:: Material supplied
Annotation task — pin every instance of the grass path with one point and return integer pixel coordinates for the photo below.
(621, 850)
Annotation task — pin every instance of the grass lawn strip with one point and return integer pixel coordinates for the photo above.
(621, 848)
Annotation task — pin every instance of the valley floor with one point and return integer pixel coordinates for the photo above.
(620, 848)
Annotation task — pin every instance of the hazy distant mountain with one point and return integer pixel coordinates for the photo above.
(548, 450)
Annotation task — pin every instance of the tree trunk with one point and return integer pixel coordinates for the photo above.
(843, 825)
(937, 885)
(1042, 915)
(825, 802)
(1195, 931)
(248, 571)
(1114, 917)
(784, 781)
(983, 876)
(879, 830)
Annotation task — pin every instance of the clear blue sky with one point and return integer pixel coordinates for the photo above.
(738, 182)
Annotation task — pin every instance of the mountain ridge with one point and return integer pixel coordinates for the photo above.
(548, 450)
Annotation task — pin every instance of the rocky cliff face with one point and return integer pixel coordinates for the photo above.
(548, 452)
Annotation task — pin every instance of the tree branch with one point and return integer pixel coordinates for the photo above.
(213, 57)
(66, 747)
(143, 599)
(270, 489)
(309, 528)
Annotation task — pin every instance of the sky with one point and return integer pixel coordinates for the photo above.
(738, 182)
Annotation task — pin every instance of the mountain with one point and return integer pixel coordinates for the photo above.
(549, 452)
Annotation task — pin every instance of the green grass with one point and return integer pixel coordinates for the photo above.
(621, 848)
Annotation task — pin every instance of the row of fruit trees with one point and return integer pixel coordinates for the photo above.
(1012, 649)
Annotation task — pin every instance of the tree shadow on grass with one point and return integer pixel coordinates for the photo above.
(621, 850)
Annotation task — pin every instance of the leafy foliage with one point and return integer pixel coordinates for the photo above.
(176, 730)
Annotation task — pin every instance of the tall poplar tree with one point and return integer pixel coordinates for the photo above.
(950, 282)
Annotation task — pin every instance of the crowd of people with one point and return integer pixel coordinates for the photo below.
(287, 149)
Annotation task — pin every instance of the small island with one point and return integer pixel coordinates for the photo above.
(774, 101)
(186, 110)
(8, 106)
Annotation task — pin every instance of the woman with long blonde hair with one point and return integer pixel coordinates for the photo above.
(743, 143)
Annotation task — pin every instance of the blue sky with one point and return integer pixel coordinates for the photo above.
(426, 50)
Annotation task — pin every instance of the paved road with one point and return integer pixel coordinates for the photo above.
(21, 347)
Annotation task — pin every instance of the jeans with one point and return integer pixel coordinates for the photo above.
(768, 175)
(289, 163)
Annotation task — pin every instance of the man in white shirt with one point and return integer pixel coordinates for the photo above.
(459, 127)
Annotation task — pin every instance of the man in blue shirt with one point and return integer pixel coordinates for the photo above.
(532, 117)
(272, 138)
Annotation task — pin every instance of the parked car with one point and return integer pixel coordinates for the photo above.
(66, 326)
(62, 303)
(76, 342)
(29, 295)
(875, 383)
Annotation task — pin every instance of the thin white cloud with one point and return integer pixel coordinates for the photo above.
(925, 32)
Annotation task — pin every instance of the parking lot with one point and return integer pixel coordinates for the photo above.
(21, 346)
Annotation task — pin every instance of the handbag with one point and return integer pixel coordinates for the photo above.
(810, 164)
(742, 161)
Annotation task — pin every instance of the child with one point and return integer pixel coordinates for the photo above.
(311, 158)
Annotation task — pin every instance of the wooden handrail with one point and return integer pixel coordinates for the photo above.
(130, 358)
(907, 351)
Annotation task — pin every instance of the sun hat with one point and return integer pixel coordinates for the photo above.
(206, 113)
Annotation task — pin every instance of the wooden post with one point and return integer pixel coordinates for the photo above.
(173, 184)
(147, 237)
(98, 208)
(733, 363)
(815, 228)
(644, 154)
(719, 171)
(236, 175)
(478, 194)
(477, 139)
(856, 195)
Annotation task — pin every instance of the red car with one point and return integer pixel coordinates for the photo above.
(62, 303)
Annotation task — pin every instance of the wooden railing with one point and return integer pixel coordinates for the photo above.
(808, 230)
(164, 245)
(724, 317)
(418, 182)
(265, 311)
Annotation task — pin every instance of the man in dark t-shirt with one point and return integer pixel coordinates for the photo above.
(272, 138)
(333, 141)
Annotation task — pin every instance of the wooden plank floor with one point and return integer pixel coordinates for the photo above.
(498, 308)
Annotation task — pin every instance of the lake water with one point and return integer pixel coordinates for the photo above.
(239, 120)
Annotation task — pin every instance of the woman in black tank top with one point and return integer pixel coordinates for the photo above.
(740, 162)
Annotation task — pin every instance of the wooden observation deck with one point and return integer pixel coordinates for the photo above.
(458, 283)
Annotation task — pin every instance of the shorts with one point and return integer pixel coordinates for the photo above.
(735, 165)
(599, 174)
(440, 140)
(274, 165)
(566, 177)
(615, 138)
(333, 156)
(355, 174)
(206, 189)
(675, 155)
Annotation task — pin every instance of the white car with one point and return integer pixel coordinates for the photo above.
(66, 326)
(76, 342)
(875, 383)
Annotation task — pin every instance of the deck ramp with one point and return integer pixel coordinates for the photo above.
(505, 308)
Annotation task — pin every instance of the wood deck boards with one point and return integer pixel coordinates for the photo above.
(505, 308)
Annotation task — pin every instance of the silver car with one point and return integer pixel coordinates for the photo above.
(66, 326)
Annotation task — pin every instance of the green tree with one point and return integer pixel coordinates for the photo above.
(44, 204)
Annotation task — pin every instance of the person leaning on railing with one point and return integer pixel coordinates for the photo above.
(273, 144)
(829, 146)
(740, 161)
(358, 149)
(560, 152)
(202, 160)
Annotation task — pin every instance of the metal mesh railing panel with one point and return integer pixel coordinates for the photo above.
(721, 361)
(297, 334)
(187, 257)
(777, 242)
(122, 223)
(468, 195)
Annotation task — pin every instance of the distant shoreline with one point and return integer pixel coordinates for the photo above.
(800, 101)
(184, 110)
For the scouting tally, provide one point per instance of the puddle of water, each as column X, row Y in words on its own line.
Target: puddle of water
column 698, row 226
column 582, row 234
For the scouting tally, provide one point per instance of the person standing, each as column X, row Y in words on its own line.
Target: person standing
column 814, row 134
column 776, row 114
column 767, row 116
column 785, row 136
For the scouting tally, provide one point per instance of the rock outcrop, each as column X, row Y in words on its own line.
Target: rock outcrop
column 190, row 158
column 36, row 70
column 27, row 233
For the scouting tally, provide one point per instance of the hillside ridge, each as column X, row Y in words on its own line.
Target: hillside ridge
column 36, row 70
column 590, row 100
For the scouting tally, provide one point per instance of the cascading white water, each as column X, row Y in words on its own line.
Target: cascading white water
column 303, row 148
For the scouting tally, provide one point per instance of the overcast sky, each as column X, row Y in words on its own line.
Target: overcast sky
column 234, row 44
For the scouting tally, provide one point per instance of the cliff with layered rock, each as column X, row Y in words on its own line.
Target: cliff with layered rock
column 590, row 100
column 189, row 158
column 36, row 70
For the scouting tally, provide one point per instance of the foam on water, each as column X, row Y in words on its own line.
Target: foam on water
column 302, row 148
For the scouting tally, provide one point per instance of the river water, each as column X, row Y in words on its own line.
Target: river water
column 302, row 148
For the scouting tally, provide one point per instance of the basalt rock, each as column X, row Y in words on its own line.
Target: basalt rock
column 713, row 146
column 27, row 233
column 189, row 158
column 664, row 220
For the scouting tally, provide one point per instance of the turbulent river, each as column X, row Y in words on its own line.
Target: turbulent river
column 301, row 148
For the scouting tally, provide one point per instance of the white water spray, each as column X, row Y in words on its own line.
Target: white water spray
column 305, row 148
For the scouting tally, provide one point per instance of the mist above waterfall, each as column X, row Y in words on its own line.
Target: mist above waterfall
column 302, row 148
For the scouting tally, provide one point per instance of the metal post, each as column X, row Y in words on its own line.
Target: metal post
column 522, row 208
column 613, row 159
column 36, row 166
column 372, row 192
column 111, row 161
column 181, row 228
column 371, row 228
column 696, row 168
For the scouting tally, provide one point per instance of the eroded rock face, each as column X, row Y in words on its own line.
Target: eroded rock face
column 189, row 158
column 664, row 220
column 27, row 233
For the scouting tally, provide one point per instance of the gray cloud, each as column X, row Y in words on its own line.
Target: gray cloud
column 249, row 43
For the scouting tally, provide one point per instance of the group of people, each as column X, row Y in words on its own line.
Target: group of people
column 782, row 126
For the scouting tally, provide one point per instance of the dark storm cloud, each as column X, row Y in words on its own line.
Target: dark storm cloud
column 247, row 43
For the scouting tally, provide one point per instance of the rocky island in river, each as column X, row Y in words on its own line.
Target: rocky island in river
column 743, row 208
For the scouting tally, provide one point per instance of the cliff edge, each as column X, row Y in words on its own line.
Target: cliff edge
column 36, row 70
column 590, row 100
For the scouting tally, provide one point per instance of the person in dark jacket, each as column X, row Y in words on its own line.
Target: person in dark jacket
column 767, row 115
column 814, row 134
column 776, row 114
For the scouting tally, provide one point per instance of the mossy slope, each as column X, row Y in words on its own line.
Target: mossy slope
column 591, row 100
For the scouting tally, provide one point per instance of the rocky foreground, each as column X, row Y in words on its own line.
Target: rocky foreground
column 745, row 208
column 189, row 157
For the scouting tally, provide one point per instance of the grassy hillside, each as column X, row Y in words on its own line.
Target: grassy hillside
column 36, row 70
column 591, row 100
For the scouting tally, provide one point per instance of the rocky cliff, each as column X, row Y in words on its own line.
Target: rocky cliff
::::
What this task involves:
Reproduce, exactly and with nothing added, the lines from the one that includes "of the group" through the last line of the material.

The solution:
For the scouting tally, provide one point per instance of the group of people, each as column X, row Y in words on its own line.
Target: group of people
column 782, row 126
For the scouting tally, provide one point per instance of the dark storm cloud, each as column X, row Y in words on its own line.
Target: dark storm cloud
column 247, row 43
For the scouting tally, provide one point per instance of the rocky island in river, each as column X, row Y in words on its own line.
Target: rocky island in river
column 743, row 208
For the scouting tally, provide one point per instance of the cliff edge, each as column X, row Y in words on its own line.
Target: cliff edge
column 36, row 70
column 590, row 100
For the scouting tally, provide one point per instance of the person in dark jacket, each as column X, row Y in words on its own line.
Target: person in dark jacket
column 767, row 115
column 814, row 134
column 776, row 114
For the scouting tally, provide one point per instance of the mossy slope, each as column X, row Y in words on its own line.
Target: mossy slope
column 591, row 100
For the scouting tally, provide one point per instance of the rocky foreground, each as column X, row Y in words on its own line.
Target: rocky foreground
column 745, row 208
column 189, row 157
For the scouting tally, provide one point per instance of the grassy hillside, each as column X, row Y in words on its own line.
Target: grassy hillside
column 36, row 70
column 591, row 100
For the scouting tally, provide one point per instance of the rocky cliff, each as column X, row Y in words on its own line.
Target: rocky cliff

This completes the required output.